Data supplied:
==============================
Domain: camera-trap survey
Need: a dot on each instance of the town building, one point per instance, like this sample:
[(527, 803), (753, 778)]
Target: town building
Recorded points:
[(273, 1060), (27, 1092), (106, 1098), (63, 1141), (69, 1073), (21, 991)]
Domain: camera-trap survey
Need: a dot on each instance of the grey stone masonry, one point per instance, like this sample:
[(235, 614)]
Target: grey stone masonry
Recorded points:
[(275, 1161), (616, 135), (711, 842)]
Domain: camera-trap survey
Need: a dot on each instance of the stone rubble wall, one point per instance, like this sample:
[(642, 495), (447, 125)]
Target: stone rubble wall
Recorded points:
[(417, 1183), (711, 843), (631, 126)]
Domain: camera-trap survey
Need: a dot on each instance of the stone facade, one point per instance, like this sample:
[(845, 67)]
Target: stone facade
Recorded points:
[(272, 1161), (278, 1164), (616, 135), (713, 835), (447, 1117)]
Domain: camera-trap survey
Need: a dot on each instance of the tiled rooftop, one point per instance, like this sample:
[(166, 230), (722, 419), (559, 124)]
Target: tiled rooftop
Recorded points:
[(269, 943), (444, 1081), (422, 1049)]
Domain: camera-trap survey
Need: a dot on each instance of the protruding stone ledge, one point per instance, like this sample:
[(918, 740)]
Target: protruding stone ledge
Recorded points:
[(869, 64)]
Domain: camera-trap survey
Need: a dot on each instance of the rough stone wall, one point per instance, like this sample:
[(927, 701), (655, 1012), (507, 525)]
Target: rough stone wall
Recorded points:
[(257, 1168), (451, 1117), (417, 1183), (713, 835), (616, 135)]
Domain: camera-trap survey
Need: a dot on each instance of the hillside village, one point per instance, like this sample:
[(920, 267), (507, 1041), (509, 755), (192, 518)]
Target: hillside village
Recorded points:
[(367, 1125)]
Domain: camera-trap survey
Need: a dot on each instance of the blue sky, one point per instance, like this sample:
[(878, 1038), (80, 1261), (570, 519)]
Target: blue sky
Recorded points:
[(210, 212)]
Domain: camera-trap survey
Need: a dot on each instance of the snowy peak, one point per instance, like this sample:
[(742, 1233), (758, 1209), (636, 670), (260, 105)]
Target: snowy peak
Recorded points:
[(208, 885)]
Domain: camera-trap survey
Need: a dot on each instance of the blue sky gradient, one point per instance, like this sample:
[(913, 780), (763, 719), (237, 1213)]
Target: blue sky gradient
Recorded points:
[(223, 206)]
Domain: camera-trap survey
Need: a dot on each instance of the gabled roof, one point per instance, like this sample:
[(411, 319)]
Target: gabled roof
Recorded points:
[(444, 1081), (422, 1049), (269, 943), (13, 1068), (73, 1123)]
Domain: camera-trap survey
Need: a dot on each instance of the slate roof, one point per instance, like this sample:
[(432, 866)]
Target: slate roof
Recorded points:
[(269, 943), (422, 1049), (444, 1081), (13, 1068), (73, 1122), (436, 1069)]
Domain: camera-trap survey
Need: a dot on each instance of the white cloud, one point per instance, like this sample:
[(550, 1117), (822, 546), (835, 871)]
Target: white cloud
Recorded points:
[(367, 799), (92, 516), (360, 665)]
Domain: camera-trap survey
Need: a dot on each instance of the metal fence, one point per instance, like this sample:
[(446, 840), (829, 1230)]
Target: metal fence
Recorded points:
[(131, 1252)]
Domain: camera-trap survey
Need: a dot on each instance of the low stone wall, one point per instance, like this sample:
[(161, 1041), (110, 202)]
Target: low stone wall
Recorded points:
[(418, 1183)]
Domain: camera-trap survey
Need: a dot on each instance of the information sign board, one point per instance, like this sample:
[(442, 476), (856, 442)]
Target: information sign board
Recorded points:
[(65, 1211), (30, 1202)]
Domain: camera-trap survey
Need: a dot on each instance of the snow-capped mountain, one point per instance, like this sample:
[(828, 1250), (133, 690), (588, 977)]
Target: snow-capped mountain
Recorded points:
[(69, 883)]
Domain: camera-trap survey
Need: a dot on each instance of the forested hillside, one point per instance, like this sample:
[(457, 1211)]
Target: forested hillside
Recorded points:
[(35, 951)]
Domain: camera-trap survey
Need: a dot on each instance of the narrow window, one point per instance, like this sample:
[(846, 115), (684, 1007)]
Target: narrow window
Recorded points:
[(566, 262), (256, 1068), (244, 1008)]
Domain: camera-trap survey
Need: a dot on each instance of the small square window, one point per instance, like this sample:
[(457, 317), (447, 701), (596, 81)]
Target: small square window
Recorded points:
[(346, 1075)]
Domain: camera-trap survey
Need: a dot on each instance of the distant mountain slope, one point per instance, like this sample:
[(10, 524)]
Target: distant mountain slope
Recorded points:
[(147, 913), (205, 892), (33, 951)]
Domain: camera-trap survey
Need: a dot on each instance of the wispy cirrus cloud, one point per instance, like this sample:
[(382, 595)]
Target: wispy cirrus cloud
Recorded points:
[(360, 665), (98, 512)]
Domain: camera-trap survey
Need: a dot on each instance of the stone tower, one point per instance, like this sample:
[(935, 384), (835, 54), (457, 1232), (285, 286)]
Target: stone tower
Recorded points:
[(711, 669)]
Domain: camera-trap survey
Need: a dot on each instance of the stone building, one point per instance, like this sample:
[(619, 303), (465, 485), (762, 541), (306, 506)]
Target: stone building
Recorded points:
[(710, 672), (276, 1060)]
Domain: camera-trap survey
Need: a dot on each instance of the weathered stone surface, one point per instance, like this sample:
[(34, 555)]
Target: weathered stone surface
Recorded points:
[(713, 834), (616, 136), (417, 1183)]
==============================
Exercise instructions: Report every line from the listing above where the string "slope" can be found.

Answer for this exercise:
Need: a dot on each instance of the distant mountain slope, one point per instance, like this sample:
Target: distant mountain slope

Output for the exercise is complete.